## Items listed in a dataset
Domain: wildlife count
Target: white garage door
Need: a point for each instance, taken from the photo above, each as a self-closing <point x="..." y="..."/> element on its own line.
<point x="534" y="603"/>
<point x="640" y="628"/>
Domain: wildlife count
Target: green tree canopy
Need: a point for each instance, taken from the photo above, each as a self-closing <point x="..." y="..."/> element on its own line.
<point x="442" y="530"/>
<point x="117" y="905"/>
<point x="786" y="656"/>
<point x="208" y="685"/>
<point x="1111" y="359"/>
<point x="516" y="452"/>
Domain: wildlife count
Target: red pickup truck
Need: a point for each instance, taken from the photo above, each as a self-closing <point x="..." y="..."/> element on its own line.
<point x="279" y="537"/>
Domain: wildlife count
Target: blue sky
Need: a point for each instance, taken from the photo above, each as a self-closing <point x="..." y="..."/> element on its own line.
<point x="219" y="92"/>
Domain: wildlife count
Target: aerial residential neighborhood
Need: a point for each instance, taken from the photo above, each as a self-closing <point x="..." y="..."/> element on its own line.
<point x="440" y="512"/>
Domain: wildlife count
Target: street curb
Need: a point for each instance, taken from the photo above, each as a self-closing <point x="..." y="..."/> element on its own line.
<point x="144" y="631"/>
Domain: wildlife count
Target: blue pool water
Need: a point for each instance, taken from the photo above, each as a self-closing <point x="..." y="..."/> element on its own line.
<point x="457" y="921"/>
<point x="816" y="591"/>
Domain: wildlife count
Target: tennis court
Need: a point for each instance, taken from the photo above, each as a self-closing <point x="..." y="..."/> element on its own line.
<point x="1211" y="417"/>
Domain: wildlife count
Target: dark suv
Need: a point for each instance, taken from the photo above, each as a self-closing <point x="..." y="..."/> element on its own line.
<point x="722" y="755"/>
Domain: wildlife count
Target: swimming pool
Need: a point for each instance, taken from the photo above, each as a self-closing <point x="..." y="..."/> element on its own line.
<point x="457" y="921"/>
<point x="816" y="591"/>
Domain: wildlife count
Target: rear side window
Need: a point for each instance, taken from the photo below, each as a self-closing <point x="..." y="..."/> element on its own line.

## REQUIRED TASK
Extract each entry in full and write it down exactly.

## EXERCISE SOLUTION
Domain: wildlife count
Target: white garage door
Need: a point for each instance, taken from the photo above, each as a self-closing <point x="..." y="..."/> element on its own line.
<point x="534" y="603"/>
<point x="640" y="628"/>
Domain: wildlife count
Target: green tree canopy
Need: a point for each instance, taken from the photo above, each as a self-closing <point x="..." y="..."/> element on its own line.
<point x="442" y="530"/>
<point x="117" y="905"/>
<point x="786" y="656"/>
<point x="208" y="685"/>
<point x="1111" y="359"/>
<point x="516" y="452"/>
Domain: wildlife count
Target: red pickup truck
Need: a point for each instance, taken from the photo above, each as a self-closing <point x="..." y="..."/> element on its own line.
<point x="279" y="537"/>
Domain: wildlife count
Target: blue sky
Need: a point for each instance, taken from the photo above, each as a self-closing <point x="..." y="..."/> element on its own line.
<point x="219" y="92"/>
Domain: wildlife count
Target: aerial residential neighborhood
Need: a point for each instance, taken from the photo above, each as a self-closing <point x="..." y="..."/> element on its own line.
<point x="440" y="512"/>
Domain: wildlife count
Target: street curb
Need: a point for each instance, taken from the photo above, each as a self-closing <point x="..." y="..."/> element on its own line.
<point x="144" y="631"/>
Domain: wildlife count
Target: blue pool water
Need: a point for each instance, taken from the photo above, each as a self-closing <point x="..." y="..."/> element on its own line.
<point x="457" y="921"/>
<point x="816" y="591"/>
Domain: wildlife count
Target: tennis court
Need: a point for each instance, taken from the photo above, each as a self-closing <point x="..." y="..."/> element on its own line.
<point x="1211" y="417"/>
Domain: wildlife count
Target: dark suv
Need: a point for each instance, taken from the photo above, each as a self-closing <point x="..." y="..."/> element on its own line.
<point x="722" y="755"/>
Domain: wildlife count
Target: swimming pool
Need: a point for each instance, taken from the photo above, each as a self-closing <point x="..." y="..."/> element on its own line.
<point x="457" y="921"/>
<point x="816" y="591"/>
Domain: wildlife count
Target: rear side window
Need: a point for each instance, taken from the photo below, each as a self-closing <point x="..." y="..."/> element on its own line.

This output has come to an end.